Data for this exercise:
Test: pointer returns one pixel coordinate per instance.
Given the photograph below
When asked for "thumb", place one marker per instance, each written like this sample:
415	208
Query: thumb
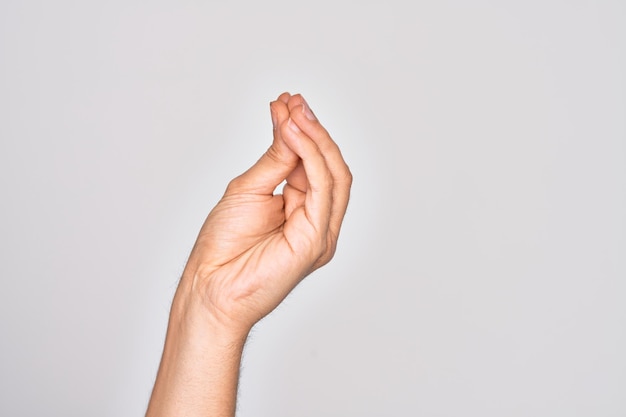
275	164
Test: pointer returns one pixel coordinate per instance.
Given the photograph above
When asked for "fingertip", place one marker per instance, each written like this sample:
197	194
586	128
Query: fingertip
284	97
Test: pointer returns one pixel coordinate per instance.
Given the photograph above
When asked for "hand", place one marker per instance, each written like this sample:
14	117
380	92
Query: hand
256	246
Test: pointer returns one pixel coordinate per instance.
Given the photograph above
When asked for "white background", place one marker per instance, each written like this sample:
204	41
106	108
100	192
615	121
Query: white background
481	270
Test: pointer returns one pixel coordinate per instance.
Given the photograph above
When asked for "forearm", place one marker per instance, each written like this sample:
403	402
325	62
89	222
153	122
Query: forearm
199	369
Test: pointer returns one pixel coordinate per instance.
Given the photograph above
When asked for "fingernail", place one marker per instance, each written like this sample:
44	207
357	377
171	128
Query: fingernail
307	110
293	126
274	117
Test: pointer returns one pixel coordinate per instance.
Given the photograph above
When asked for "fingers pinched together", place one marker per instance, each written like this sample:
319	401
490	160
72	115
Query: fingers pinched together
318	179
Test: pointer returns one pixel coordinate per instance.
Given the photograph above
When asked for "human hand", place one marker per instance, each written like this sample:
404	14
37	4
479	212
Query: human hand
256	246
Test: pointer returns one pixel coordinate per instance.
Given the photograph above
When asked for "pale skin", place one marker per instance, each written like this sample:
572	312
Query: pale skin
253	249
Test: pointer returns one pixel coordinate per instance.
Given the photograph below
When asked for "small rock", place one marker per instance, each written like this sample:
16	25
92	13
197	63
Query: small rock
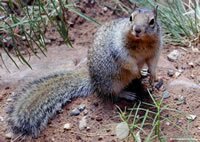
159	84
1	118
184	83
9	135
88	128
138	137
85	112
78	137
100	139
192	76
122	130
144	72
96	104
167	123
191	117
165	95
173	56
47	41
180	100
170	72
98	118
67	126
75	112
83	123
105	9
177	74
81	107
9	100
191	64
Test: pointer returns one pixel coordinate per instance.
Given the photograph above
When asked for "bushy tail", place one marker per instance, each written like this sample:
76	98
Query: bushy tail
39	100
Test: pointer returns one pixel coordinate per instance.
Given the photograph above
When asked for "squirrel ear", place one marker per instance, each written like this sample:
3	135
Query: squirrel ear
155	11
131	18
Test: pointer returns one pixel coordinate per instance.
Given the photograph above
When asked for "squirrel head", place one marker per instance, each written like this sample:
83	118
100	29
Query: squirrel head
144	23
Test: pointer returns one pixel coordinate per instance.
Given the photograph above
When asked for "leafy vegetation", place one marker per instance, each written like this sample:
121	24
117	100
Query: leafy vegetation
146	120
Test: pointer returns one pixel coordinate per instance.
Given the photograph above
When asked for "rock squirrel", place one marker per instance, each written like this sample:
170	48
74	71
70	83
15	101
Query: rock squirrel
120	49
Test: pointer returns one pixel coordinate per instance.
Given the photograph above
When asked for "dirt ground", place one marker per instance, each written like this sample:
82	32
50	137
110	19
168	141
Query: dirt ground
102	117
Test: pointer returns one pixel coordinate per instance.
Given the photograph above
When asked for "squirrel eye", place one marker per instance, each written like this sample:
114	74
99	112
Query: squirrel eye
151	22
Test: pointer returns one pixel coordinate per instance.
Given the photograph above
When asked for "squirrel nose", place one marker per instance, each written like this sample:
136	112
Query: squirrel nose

Work request:
Before printing the records again, strip out the pictures; change nothing else.

Expected answer:
Test: pointer returns one pixel coordinate per instance.
Given the photograph below
When asked for "thumb", place one marker per instance, each written like this sample:
415	208
Query: thumb
275	164
Test: pointer returns one pixel coordinate per instance.
Given the photograph above
When asked for "fingertip", place one marker per instance, each written like this sample:
197	194
586	128
Query: fingertip
284	97
Test: pointer returns one pixel coordinate per instance.
Given the photograph above
When asked for "hand", place one marker per instance, each written like this sample:
14	117
380	92
Query: hand
256	246
Test: pointer returns one pixel coordinate per instance.
Given the photograph above
When asked for "white background", place one marker per instance, each written like this sample:
204	41
106	108
100	192
615	121
Query: white background
481	270
Test: pointer returns one pixel coordinate per instance.
Given the photograph above
When asked for "forearm", place one marker per instance, each written like this sample:
403	402
325	62
89	222
153	122
Query: forearm
199	369
Test: pointer returns one pixel coordinate per instance.
Given the photograph above
When asked for "fingernail", place one marker per instance, each written like this sample:
44	207
357	377
171	128
Query: fingernail
307	110
293	126
274	117
Test: pointer returns one pixel coordinate per instance.
Given the photograph above
When asked for "fingers pinched together", place one marker per instance, each written like this sample:
319	401
490	160
72	115
Query: fingers pinched together
318	179
Test: pointer returns one pixel coordinate per instance.
Given the photograph above
When asked for "human hand", place one marker per instance, each written like this sample:
404	14
37	4
479	212
Query: human hand
256	246
Test: pointer returns one pixel coordinate per instance.
Given the photograph above
When asked for "pale skin", place one marker per instance, each written like this sample:
572	312
Query: pale skin
253	249
Test: pointer returns one pixel coordinate per instance.
Given the photograph below
When asked for "small rock", place one marker per instance, each written like this sample:
16	25
92	13
197	63
Query: small rock
159	84
1	118
184	83
9	135
88	128
138	137
85	112
78	137
100	139
192	76
122	130
144	72
96	104
167	123
191	117
165	95
173	56
47	41
180	100
170	72
98	118
67	126
75	112
83	123
105	9
177	74
81	107
9	100
191	64
Test: pointer returns one pixel coordinate per instance.
Given the photograph above
When asked for "bushy tail", place one marker per instance, each written like this sample:
76	98
Query: bushy tail
39	100
Test: pointer returns one pixel coordinate per instance.
Given the photograph above
When asked for "squirrel ear", place one marker per instance, each written like this sample:
3	135
Query: squirrel ear
155	11
131	18
Test: pointer returns one pixel coordinate per instance.
Given the photograph above
When asked for "squirrel head", place one marker per instance, each written like this sample:
83	118
100	29
Query: squirrel head
144	23
Test: pointer returns one pixel coordinate per instance.
Given the photograph above
When asked for "leafy vegetation", place one marker per instance, each written like this sample:
121	24
117	100
Query: leafy vegetation
146	120
Test: pointer returns one pixel coordinate per instance.
Given the photograph above
When asked for "rock squirrel", place one marker per instance, each written like this sample:
170	48
74	71
70	83
15	101
Query: rock squirrel
120	49
Test: pointer returns one pixel coordinate per instance.
Given the photograph above
When asked for "dirt ground", place one marker per instance, each written like this sample:
82	32
50	137
110	19
168	141
Query: dirt ground
102	117
Test: pointer returns one pixel coordinate per instance.
Given the photograph above
When asked for "squirrel eye", place one marker per instance, each written like this sample:
114	74
99	112
Query: squirrel eye
151	22
Test: pointer returns one pixel coordinate per instance.
Given the photograph above
When asked for "squirrel nose", place one marker per instance, each written like this sample:
136	112
Query: squirrel nose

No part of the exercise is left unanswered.